Reproduce every one of the items below verbatim.

┌─ Information shown

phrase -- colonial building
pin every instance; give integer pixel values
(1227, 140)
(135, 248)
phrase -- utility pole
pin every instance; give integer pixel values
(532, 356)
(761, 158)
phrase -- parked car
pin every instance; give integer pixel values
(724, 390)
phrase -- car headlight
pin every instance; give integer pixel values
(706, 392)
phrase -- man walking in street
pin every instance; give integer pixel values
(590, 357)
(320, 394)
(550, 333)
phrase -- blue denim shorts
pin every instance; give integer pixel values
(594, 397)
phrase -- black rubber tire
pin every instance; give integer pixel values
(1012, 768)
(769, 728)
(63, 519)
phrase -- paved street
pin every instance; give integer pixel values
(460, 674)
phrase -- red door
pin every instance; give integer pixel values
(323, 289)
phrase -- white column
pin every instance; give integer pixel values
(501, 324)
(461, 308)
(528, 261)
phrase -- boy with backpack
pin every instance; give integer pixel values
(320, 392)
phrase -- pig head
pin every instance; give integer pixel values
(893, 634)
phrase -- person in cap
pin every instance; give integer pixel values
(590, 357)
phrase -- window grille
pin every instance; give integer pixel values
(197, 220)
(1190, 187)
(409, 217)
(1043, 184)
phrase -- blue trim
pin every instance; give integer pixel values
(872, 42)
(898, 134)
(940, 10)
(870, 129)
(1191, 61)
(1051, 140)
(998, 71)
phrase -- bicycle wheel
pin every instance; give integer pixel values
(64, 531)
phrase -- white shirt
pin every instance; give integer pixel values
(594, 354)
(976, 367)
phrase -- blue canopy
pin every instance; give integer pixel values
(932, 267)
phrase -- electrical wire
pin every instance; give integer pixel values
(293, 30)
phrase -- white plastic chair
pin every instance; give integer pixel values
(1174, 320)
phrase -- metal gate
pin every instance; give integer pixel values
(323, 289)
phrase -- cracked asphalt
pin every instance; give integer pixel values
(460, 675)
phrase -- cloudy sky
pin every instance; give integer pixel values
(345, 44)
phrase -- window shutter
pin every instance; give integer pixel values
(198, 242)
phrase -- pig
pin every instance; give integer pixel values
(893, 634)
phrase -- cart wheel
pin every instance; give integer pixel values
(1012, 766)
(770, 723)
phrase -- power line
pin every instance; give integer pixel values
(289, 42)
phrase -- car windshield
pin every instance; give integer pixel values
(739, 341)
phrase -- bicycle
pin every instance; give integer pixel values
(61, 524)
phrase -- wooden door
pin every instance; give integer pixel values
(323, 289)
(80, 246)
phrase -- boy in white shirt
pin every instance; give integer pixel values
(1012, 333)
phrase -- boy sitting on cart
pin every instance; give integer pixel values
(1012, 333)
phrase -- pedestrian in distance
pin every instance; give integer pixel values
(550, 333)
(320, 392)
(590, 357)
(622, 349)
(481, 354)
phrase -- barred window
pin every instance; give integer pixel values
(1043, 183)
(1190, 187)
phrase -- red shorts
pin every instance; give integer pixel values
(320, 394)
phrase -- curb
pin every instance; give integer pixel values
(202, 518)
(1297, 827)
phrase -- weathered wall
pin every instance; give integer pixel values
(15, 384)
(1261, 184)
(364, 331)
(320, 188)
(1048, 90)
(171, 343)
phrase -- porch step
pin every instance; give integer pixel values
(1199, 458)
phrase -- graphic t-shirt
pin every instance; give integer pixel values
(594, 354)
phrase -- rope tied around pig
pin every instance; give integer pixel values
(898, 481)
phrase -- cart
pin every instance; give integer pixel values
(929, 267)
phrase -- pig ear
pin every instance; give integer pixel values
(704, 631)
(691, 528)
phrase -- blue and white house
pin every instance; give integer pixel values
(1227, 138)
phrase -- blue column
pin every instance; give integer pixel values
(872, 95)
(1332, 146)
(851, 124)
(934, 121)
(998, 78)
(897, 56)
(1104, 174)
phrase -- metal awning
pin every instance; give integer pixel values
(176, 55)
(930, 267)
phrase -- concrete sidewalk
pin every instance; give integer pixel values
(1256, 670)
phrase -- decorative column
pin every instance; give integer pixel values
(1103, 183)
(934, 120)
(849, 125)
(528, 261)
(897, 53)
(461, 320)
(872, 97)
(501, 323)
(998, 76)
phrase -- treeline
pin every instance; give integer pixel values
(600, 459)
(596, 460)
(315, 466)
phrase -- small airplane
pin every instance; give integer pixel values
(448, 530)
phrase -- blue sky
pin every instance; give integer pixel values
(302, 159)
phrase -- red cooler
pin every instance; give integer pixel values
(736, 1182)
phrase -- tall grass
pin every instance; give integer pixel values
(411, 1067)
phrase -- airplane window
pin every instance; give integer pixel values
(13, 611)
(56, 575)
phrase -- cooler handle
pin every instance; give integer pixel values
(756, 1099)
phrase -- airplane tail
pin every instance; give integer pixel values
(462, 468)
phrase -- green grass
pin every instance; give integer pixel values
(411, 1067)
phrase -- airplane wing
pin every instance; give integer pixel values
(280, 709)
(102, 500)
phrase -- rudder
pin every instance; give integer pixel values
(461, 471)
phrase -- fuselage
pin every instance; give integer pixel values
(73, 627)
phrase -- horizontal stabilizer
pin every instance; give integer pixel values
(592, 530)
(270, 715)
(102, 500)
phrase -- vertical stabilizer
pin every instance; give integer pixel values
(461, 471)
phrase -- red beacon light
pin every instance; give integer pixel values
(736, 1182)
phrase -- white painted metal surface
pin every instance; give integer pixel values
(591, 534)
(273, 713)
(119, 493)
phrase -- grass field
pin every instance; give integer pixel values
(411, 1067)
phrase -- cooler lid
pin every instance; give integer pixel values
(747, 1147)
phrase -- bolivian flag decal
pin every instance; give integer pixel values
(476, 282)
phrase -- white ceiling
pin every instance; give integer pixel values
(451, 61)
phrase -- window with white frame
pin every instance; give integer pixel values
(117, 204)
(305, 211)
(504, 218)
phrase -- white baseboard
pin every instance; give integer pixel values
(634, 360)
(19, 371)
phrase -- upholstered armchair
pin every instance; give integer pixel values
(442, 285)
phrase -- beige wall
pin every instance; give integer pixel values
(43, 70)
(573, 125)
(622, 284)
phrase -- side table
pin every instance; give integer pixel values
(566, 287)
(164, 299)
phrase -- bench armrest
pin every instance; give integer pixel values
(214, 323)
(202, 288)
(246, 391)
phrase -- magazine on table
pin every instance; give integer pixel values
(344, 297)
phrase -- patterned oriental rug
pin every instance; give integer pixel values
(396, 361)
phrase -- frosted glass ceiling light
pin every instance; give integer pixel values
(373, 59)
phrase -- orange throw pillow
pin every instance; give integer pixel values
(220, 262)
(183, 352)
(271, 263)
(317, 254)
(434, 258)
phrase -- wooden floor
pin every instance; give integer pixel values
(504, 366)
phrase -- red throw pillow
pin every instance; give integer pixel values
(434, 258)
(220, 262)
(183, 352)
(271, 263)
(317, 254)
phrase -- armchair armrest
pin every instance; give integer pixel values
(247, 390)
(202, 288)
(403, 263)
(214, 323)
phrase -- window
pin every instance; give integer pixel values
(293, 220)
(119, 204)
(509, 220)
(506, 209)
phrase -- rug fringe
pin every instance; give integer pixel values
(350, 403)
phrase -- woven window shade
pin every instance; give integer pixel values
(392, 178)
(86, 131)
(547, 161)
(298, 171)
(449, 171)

└─

● **Full answer**:
phrase -- colonial building
pin every instance; give integer pixel values
(1227, 140)
(135, 248)
phrase -- utility pole
pin every instance; give integer pixel values
(532, 356)
(761, 158)
phrase -- parked car
pin every instance; give integer pixel values
(724, 390)
phrase -- car headlight
pin every instance; give integer pixel values
(706, 392)
phrase -- man walking in street
pin every instance; give integer pixel values
(590, 357)
(320, 394)
(550, 333)
phrase -- blue denim shorts
pin every instance; give integer pixel values
(594, 397)
phrase -- black rubber tire
pin every instance; give integer pixel values
(1012, 768)
(769, 728)
(63, 519)
phrase -- paved street
pin every instance; give integer pixel values
(460, 674)
phrase -- red door
pin every instance; give integer pixel values
(323, 289)
phrase -- white column
pin every instance; give integer pixel values
(501, 324)
(461, 308)
(528, 261)
phrase -- boy with backpack
pin every instance; give integer pixel values
(320, 392)
phrase -- pig head
pin every instance; give integer pixel values
(893, 634)
phrase -- person in cap
pin every instance; give integer pixel values
(590, 357)
phrase -- window grille
pin every instance; give integer pixel values
(197, 220)
(1190, 187)
(409, 217)
(1043, 184)
phrase -- blue trim
pin every instance; give integer pixel values
(872, 42)
(898, 134)
(940, 10)
(870, 129)
(1191, 61)
(1051, 140)
(998, 71)
phrase -- bicycle wheel
pin every instance; give integer pixel values
(64, 531)
phrase -- white shirt
pin every instance; give integer pixel values
(594, 354)
(976, 367)
phrase -- blue canopy
pin every instance; give integer pixel values
(932, 267)
phrase -- electrical wire
pin every instance; give integer pixel values
(293, 30)
phrase -- white plastic chair
pin every instance; give integer pixel values
(1174, 320)
phrase -- metal gate
pin every instance; give integer pixel values
(323, 289)
phrase -- cracked asphalt
pin every instance; give integer pixel values
(460, 675)
phrase -- cloudy sky
pin every instance; give integer pixel values
(345, 44)
phrase -- window shutter
pin every instance; give integer pixel values
(198, 242)
phrase -- pig
pin every instance; give integer pixel values
(893, 634)
phrase -- cart wheel
pin every instance; give integer pixel values
(1012, 766)
(770, 723)
phrase -- power line
pin every instance; give integer pixel values
(289, 42)
phrase -- car windshield
pin every instance; give integer pixel values
(739, 341)
phrase -- bicycle
pin every instance; give integer pixel values
(61, 524)
phrase -- wooden door
pin every instance; give integer pixel values
(323, 289)
(80, 246)
phrase -- boy in white shirt
pin every instance; give integer pixel values
(1012, 333)
phrase -- boy sitting on cart
pin every instance; give integer pixel values
(1012, 333)
phrase -- pedestrian in distance
pin every instance; give integer pixel values
(550, 333)
(320, 392)
(590, 357)
(622, 349)
(481, 354)
phrase -- barred window
pin every instance; give integer pixel values
(1043, 183)
(1190, 187)
phrase -- red shorts
pin every instance; give integer pixel values
(320, 394)
phrase -- curb
pin every instance; give integer pixel values
(202, 518)
(1297, 827)
phrase -- weathered wall
pin every instance; give integer pixel values
(15, 384)
(1261, 184)
(364, 331)
(320, 188)
(1048, 90)
(171, 343)
phrase -- porch step
pin every instance; give integer pixel values
(1199, 458)
phrase -- graphic t-shirt
pin every instance; give integer pixel values
(594, 354)
phrase -- rope tied around pig
pin every instance; give integer pixel values
(898, 481)
phrase -- cart
pin every instance; give integer pixel values
(929, 267)
phrase -- pig ear
pin every instance; give integer pixel values
(704, 631)
(691, 528)
phrase -- blue and white house
pin every instance; give integer pixel values
(1227, 138)
phrase -- blue column
pin every instance; give integer pixel values
(872, 95)
(1332, 146)
(851, 124)
(934, 121)
(998, 78)
(897, 56)
(1104, 174)
phrase -- metal awning
pin every instance; give integer pixel values
(176, 55)
(930, 267)
phrase -- concrete sidewalk
pin every instance; give integer pixel values
(1256, 670)
phrase -- decorative column
pin every instance; give integer pixel values
(1103, 183)
(934, 120)
(849, 125)
(528, 261)
(897, 53)
(461, 320)
(872, 97)
(501, 323)
(998, 76)
phrase -- treeline
pin every instance; give integer pixel values
(600, 459)
(596, 460)
(315, 466)
phrase -- small airplane
pin every instance; give integer pixel values
(448, 530)
phrase -- blue sky
pin every instance; give integer pixel values
(302, 159)
phrase -- red cooler
pin every instance; give integer pixel values
(736, 1182)
phrase -- tall grass
pin every instance; give integer pixel values
(411, 1067)
phrase -- airplane window
pin every instance; give integer pixel values
(13, 611)
(56, 575)
phrase -- cooler handle
pin every instance; give integer pixel values
(756, 1099)
phrase -- airplane tail
pin every instance; give integer pixel values
(462, 468)
phrase -- green grass
pin every instance; give integer pixel values
(411, 1067)
phrase -- airplane wing
pin every instance; give integer pixel values
(280, 709)
(102, 500)
phrase -- rudder
pin every instance; give integer pixel values
(461, 471)
phrase -- fuselage
pin every instance; give integer pixel values
(73, 627)
phrase -- horizontal stabilizer
pin every instance; give integer pixel values
(592, 530)
(270, 715)
(102, 500)
phrase -- vertical stabilizer
pin every instance; give integer pixel values
(461, 471)
phrase -- red beacon light
pin every instance; give integer pixel values
(736, 1182)
phrase -- white painted metal surface
pin every instance; give integer pixel values
(591, 534)
(273, 713)
(119, 493)
phrase -- grass field
pin every instance; give integer pixel values
(411, 1067)
phrase -- cooler lid
pin every instance; give integer pixel values
(747, 1147)
phrase -- bolivian flag decal
pin every instance; give integer pixel values
(476, 282)
phrase -- white ceiling
pin every instance; give integer pixel values
(451, 61)
phrase -- window with white frame
pin every instance; give integer pixel values
(117, 204)
(305, 211)
(504, 218)
phrase -- white baseboard
pin every instance; give integer pixel values
(634, 360)
(19, 371)
phrase -- upholstered armchair
pin every instance; give integer pixel values
(442, 285)
phrase -- beige wall
pin every instance; give integer pixel values
(43, 70)
(573, 125)
(622, 284)
phrase -- side table
pin every instance; give integer pixel values
(566, 287)
(164, 299)
phrase -- bench armrest
pin every instance; give integer pixel values
(214, 323)
(202, 288)
(246, 391)
phrase -- magazine on table
pin every instance; give integer pixel values
(344, 297)
phrase -- patterned oriental rug
pin every instance; give integer pixel values
(396, 361)
phrase -- frosted glass ceiling light
pin every instance; give integer pixel values
(373, 59)
phrase -- orange throw pillow
pin every instance; give integer pixel values
(220, 262)
(183, 352)
(271, 263)
(317, 254)
(434, 258)
phrase -- wooden floor
pin every instance; give integer pixel values
(504, 366)
phrase -- red throw pillow
pin every instance; give integer pixel values
(434, 258)
(220, 262)
(183, 352)
(271, 263)
(317, 254)
phrase -- armchair armrest
pin every instance; give integer pixel values
(247, 390)
(202, 288)
(403, 263)
(214, 323)
phrase -- window
pin every instance; give integer pixel values
(293, 220)
(119, 204)
(509, 220)
(506, 209)
phrase -- rug fringe
pin every instance; give integer pixel values
(350, 403)
phrase -- woven window shade
pin every instance; give integer pixel values
(392, 178)
(86, 131)
(547, 161)
(298, 171)
(449, 171)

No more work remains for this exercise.